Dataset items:
------------

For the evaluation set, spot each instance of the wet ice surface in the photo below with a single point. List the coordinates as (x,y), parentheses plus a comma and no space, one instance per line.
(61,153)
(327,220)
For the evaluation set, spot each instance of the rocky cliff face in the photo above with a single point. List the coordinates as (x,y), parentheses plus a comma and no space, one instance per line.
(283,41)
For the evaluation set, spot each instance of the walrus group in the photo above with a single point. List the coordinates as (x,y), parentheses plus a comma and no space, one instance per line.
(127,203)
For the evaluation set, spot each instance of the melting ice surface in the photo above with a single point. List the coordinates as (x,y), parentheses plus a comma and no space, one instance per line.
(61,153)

------------

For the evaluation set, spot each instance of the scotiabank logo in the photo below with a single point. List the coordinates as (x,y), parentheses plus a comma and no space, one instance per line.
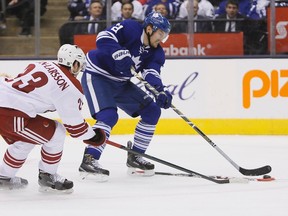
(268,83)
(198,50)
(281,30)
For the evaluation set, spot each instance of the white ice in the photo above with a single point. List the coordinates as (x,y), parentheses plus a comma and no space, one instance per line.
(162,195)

------------

◆ TASK DESCRIPTION
Show every line in the entries above that contains the string "below", treating uppercase and lowercase letters as distinct.

◆ WRITTEN RESPONSE
For the evaluation set, spot each instance of the wet ice surface in the photo below with a single point. List the coordinates as (x,y), parentheses plus a comma and no space, one instance per line.
For the evaluation set, spot each instance of the scotiabank logo in the photo below with a single point. List the coordinates as (x,y), parentheses plus a comma and no space, one instance per line.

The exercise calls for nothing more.